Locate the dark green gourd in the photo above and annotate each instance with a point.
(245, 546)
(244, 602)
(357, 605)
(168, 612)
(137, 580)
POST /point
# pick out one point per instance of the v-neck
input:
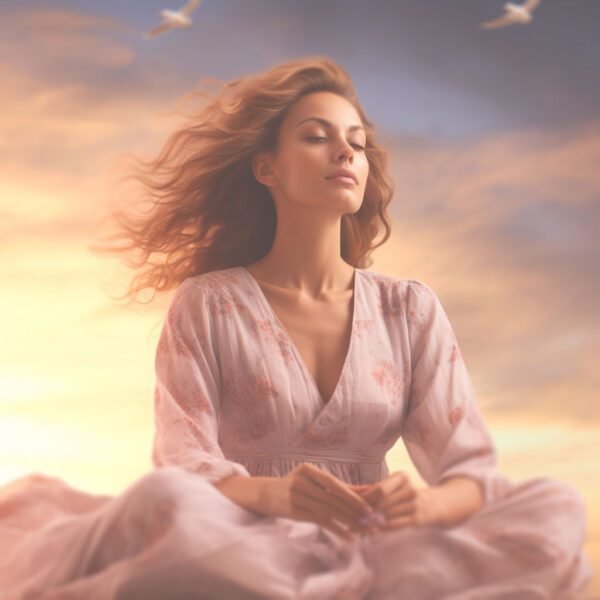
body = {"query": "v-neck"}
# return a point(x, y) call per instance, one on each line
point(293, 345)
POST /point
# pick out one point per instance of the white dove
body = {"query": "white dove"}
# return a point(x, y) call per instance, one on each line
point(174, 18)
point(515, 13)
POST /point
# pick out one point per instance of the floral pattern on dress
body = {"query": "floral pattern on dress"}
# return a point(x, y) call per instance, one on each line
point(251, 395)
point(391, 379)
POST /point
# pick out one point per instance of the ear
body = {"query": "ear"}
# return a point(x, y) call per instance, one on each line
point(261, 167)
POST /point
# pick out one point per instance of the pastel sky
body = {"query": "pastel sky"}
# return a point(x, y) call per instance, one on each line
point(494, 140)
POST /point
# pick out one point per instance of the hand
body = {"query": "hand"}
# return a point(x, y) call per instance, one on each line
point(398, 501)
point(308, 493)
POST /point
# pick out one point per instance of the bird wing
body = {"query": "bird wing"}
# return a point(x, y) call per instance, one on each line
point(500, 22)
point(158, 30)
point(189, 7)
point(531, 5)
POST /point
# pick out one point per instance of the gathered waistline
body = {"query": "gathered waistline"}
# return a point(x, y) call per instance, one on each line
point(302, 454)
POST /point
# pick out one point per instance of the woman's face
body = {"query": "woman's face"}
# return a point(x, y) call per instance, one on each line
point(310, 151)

++++++

### EXERCISE INSTRUCTIONS
Return an exact transcription of the material, with its pictures left out.

### RESULT OF THIS TASK
Locate the dark green gourd in the photo above and annotate each instance with a point.
(245, 546)
(244, 602)
(357, 605)
(168, 612)
(137, 580)
POST /point
# pick out one point per instance of the v-neck
input:
body = {"query": "v-neck"}
# return a point(x, y) call per instance, one on each line
point(293, 345)
POST /point
# pick out one point per instance of the white dove
body = {"query": "white dove"}
# return a point(x, y) call per instance, one on each line
point(174, 18)
point(515, 13)
POST /point
# pick out one point per instance of the floral pattern on dress
body = {"query": "floral pattern on dress"}
# return a point(x, y) call per instance, one on each line
point(251, 395)
point(391, 379)
POST /point
# pick out one point per instance of the ear
body = {"query": "ear"}
# return a point(x, y) call per instance, one on each line
point(261, 167)
POST /point
# pick out one point per instance of the pastel sky
body = {"query": "pastel sky"}
# return a point(x, y) call per instance, one on each line
point(494, 140)
POST /point
# pick out one point per instance of the hand
body = {"query": "hand"}
# return a point(x, y) call per instance, one on each line
point(398, 501)
point(308, 493)
POST /point
# pick out one point per instance of the bird wing
body = {"query": "bird wing"}
# return a point(x, y) call per instance, one on each line
point(500, 22)
point(158, 30)
point(189, 7)
point(531, 5)
POST /point
# pick out one point per instance of the gathered waistline
body = {"query": "gathered waistline"}
# return a point(x, y) call per instance, one on each line
point(302, 454)
POST /point
# pick out one point per instance of the woman's face
body = {"query": "woman's face"}
# return a point(x, y) call per instance, one on each line
point(310, 151)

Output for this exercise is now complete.